**DIRECTIONS**: This task calls for copying every line in the data below that contains the word "light".

• • • •

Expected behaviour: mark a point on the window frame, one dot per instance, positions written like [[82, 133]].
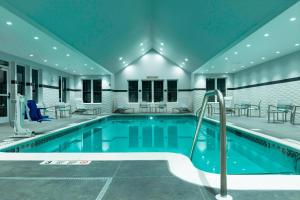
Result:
[[92, 90]]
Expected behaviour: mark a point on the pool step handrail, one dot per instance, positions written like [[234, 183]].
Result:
[[223, 175]]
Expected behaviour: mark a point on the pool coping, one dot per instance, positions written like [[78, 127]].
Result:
[[180, 165]]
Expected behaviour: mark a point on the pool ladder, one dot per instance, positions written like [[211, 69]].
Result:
[[200, 114]]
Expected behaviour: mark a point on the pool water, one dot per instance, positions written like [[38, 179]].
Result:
[[171, 134]]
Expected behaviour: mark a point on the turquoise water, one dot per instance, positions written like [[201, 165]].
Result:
[[171, 134]]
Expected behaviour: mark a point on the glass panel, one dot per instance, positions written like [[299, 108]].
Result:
[[86, 91], [221, 85], [133, 91], [21, 79], [3, 106], [146, 91], [172, 91], [210, 85], [97, 90], [3, 82], [64, 89], [35, 85], [158, 91]]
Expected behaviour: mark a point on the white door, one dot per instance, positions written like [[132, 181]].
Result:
[[3, 96]]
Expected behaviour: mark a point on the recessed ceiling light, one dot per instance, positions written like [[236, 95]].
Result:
[[9, 23]]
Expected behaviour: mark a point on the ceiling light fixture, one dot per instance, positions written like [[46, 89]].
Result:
[[9, 23]]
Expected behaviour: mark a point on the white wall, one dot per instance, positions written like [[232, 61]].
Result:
[[154, 65], [282, 68]]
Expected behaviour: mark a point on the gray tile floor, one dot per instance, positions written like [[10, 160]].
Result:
[[110, 180]]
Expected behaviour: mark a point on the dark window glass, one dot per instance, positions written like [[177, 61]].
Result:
[[86, 91], [35, 85], [97, 91], [172, 90], [21, 79], [210, 85], [133, 92], [158, 91], [146, 91], [221, 85]]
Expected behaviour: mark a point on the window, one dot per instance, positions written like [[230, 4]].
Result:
[[97, 91], [62, 86], [35, 85], [210, 85], [92, 91], [133, 91], [21, 80], [216, 83], [172, 90], [158, 91], [146, 91]]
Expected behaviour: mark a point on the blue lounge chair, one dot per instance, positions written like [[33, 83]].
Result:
[[35, 112]]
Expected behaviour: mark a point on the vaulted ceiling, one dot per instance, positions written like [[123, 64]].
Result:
[[105, 30]]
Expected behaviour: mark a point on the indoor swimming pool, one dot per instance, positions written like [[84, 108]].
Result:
[[247, 154]]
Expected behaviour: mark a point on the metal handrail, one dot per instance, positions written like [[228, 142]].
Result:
[[223, 182]]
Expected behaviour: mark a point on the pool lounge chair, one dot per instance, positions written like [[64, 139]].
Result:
[[282, 108], [34, 113]]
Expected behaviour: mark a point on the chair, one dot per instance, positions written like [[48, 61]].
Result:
[[254, 107], [161, 106], [294, 113], [282, 107], [34, 113], [144, 106]]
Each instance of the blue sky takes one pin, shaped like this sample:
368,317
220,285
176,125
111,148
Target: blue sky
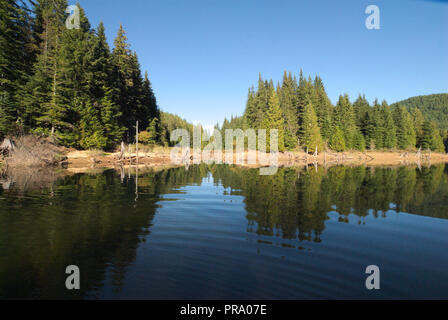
203,55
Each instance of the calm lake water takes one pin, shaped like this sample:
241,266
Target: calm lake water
213,232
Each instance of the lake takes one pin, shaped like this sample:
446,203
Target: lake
224,232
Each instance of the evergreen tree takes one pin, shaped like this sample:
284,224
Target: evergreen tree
288,103
345,118
431,138
336,141
274,120
16,56
389,132
310,137
406,137
324,109
362,108
419,121
100,116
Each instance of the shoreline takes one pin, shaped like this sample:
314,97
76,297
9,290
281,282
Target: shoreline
77,161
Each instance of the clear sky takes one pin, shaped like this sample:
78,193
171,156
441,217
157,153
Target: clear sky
203,55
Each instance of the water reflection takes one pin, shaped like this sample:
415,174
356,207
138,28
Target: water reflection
49,220
294,203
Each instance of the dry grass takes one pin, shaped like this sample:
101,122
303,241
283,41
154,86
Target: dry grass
32,151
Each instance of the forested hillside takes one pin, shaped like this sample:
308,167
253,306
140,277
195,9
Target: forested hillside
304,116
433,107
68,83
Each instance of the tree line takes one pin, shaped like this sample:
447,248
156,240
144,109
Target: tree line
68,83
305,117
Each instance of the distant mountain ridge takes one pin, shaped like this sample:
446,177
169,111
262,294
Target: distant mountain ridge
434,107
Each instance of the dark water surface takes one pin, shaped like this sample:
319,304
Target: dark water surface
214,232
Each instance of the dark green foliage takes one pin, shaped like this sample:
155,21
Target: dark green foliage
406,137
431,137
434,107
354,126
66,83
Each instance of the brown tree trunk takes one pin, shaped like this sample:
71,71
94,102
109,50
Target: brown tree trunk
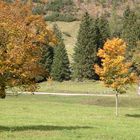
2,91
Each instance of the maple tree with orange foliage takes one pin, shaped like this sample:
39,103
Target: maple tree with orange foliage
20,34
115,70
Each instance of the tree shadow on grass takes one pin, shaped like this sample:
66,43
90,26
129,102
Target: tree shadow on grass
133,115
41,128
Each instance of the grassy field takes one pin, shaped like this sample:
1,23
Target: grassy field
80,87
40,117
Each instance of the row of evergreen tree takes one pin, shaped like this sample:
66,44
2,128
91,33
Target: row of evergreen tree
91,37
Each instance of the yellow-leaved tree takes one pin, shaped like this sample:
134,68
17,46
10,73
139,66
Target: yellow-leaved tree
115,70
20,52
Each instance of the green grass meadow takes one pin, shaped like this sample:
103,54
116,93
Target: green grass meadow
91,87
43,117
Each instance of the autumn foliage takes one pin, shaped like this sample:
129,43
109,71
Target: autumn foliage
115,70
21,34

• • • •

**TASK RESULT**:
Expected behaviour: mark a point on the recessed ceiling light, one dot per instance, positions written like [[236, 95]].
Expected behaviour: mark a point on the ceiling light fixture, one dot per instance, positions written like [[46, 89]].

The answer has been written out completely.